▶ EXTRACTED DATA:
%%

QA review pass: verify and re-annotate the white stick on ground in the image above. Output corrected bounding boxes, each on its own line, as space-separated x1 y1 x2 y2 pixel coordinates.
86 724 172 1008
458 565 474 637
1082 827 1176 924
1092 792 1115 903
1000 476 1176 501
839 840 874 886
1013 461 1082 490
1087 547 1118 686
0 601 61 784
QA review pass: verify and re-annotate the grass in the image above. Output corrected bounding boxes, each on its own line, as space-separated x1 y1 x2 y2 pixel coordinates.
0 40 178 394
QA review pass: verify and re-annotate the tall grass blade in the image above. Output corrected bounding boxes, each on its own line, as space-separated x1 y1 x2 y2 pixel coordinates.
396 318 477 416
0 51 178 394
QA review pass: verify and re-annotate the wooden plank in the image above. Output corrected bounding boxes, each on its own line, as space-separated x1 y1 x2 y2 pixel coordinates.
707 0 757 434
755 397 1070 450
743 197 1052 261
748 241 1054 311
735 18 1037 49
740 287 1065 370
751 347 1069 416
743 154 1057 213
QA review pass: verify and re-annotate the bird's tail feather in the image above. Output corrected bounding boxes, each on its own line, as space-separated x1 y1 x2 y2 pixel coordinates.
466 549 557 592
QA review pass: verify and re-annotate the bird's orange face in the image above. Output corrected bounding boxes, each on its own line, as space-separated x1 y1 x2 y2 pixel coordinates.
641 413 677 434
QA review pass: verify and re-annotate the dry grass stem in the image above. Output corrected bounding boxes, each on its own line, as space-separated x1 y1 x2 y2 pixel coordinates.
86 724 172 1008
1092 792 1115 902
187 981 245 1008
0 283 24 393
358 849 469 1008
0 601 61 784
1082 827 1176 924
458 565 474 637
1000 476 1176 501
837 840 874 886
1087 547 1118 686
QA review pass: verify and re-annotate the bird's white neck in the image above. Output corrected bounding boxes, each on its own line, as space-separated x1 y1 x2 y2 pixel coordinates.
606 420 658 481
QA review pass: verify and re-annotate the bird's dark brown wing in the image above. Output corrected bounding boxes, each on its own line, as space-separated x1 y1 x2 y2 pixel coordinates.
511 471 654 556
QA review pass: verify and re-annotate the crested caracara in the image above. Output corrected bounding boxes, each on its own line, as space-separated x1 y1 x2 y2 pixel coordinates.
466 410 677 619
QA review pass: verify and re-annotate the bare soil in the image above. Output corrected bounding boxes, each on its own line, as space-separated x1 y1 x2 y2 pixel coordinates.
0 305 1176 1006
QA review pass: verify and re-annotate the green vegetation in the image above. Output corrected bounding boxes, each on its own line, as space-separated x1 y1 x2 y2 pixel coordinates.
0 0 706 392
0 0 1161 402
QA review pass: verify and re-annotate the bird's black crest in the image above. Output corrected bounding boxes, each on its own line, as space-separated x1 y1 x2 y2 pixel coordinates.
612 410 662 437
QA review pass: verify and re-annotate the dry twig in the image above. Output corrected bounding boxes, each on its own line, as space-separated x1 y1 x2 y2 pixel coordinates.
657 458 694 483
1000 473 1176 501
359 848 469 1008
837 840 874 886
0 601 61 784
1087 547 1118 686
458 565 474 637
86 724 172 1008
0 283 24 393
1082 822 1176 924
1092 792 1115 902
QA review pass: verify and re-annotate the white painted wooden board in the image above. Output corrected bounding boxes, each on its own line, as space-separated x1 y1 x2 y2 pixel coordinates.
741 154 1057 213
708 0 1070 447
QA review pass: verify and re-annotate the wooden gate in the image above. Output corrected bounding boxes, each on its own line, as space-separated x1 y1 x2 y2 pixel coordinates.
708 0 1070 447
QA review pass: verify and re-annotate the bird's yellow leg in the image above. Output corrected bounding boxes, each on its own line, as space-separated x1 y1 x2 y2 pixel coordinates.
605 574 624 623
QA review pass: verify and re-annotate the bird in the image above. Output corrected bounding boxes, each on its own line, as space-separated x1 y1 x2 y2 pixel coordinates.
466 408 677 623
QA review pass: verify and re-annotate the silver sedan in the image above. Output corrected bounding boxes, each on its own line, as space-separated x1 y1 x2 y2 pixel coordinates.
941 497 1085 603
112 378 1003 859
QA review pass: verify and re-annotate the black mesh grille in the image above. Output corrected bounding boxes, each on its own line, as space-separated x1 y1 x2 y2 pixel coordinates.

%%

▶ YOUR GOAL:
Rewrite the data above, replacing "re-annotate" with "relabel" wherever it occurs and leaving everything else unchanged.

▶ TASK OUTPUT:
QA review pass: verify and relabel the white stick on ground in the image above. Output corrected bounding boxes, each on its own line, as space-separated x1 y1 x2 y2 pixel coordinates.
86 724 172 1008
458 565 474 637
1082 827 1176 924
1092 792 1115 903
1000 476 1176 501
839 840 874 886
1013 461 1082 490
1087 547 1118 686
0 601 61 784
QA review pass: verify and relabel the grass in the image above. Output corrected bounding boxes, each on its own line, as space-separated x1 y1 x2 y2 pixel coordinates.
0 40 178 394
QA review pass: verify and relabel the tall grass blade in the image above. Output corrected bounding boxes, each on its own line, as space-separated x1 y1 x2 y2 pixel coordinates.
396 318 477 416
0 51 178 394
QA review pass: verify and relabel the wooden plank in the image above. Output corrected bounding boxes, each on its own line, as space-separated x1 y1 x2 y2 pixel coordinates.
707 0 757 434
755 397 1070 450
743 197 1052 261
748 241 1054 311
735 18 1037 49
740 287 1065 370
751 347 1069 416
743 154 1057 213
QA review pass: verify and relabel the bird's tail feather in the image above. Output corrected bounding boxes, each on its own line, as space-separated x1 y1 x2 y2 pixel coordinates.
466 549 557 592
QA review pass: verify and relabel the bird's orange face in the image above. Output corrected bounding boxes, each on its own line, as space-separated x1 y1 x2 y2 pixel coordinates.
641 413 677 434
QA review pass: verify and relabel the dry grass stem in the image above. Output corrected bounding boxes, each on its own line, as space-separated x1 y1 x2 y2 pixel coordinates.
86 724 172 1008
1092 792 1115 902
187 981 245 1008
0 283 24 393
358 849 469 1008
0 601 61 784
1082 827 1176 924
458 565 474 637
1000 476 1176 501
837 840 874 886
1087 547 1118 686
QA review pass: verify and relabel the bird's white neck in the image above. Output corrected bounding boxes, each on its own line, as space-separated x1 y1 x2 y2 pixel coordinates.
606 420 658 481
QA review pass: verify and relabel the bird's dark brown wing in the image above. Output corrected bounding boxes, each on its own line, as space-separated x1 y1 x2 y2 pixel coordinates.
511 471 654 556
QA review pass: verify and relabel the crested caracara in the image above. Output corrected bounding boxes, each on its own line, as space-separated x1 y1 x2 y2 pixel coordinates.
466 410 677 619
QA review pass: verify and relabel the bare soil in the image above. Output corrected bounding boxes, each on its own line, as space-separated x1 y1 x2 y2 pixel coordinates.
0 305 1176 1006
QA review pass: verify and relabel the green vegetation in the image above. Output corrected bounding boxes, each on its own line, as space-separated x1 y1 x2 y2 pixel coordinates.
0 0 706 392
0 0 1161 402
QA review pass: verify and relabel the bird's black crest in the image above. Output corrected bounding boxes, each on its own line, as space-separated x1 y1 x2 y2 pixel coordinates.
612 410 662 437
QA review pass: verify and relabel the dry twig in the image above. Output corrected bounding boxes, each on its own line, as space-separated x1 y1 x2 y2 pixel coordinates.
657 458 694 483
1000 473 1176 501
359 848 469 1008
837 840 874 886
0 601 61 784
1087 547 1118 686
458 565 474 637
86 724 172 1008
0 283 24 393
1082 822 1176 924
1092 792 1115 902
QA review pass: verify and relabel the white painted wooden board in the image above. Output corrected bounding boxes, each on its own line, as space-separated x1 y1 x2 y2 pixel coordinates.
741 154 1057 213
708 0 1070 447
QA review pass: verify and relabel the wooden gate in the image above. Output corrected bounding boxes, each on its own line, as space-separated x1 y1 x2 y2 pixel coordinates.
708 0 1070 447
QA review pass: verify and relabel the bird's yellow leg in the image above. Output corrected bounding boxes, each on its own line, as space-separated x1 y1 x2 y2 pixel coordinates.
605 574 624 623
QA review pass: verify and relabel the bird in the image above. Output corrected bounding boxes, each on its own line, as space-separated x1 y1 x2 y2 pixel coordinates.
466 408 677 623
QA review pass: verify and relabel the silver sedan in the image above. Output corrected bounding boxes, each on its own line, as space-separated x1 y1 x2 y2 pixel coordinates.
941 497 1085 603
112 378 1003 859
QA review pass: verify and relabel the black mesh grille in the image above. Output corrected bounding boxes, each on its own line, as space-separated x1 y1 x2 y2 pixel coordinates.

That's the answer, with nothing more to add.